» THE PROBLEM:
Going through the entries, how many lines include the string "canopy"? Answer only with the number.

(INPUT RECORDS begins)

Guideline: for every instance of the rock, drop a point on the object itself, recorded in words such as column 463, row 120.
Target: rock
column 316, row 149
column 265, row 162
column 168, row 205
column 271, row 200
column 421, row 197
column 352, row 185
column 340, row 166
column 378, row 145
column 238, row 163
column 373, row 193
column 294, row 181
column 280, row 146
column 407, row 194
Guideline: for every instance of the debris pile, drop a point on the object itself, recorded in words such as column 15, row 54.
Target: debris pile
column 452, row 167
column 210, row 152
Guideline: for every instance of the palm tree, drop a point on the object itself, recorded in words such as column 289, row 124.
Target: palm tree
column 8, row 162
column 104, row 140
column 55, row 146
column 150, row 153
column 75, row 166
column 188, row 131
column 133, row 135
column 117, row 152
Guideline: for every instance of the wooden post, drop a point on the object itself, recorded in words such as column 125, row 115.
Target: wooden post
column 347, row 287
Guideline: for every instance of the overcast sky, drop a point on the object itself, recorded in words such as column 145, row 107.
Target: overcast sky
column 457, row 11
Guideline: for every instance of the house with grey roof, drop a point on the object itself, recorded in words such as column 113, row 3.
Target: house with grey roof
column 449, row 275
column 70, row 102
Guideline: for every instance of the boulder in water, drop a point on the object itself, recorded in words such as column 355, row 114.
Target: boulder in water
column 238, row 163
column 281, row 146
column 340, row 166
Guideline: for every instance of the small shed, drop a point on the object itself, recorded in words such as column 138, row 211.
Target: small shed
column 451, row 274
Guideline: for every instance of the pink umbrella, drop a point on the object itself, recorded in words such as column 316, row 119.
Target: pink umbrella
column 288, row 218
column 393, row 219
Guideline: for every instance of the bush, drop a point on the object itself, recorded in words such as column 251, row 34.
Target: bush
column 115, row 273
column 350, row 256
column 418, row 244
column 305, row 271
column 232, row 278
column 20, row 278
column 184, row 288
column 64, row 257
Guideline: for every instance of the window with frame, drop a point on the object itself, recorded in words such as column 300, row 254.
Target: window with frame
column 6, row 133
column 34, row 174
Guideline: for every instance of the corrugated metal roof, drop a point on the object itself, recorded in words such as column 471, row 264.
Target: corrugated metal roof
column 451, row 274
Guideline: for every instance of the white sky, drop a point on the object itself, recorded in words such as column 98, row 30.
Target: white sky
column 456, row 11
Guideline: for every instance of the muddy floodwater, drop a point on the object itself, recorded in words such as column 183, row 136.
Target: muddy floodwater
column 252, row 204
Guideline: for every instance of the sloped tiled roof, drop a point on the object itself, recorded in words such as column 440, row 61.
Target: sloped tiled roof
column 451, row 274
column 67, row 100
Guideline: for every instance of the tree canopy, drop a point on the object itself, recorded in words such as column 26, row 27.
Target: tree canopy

(INPUT RECORDS ends)

» OUTPUT:
2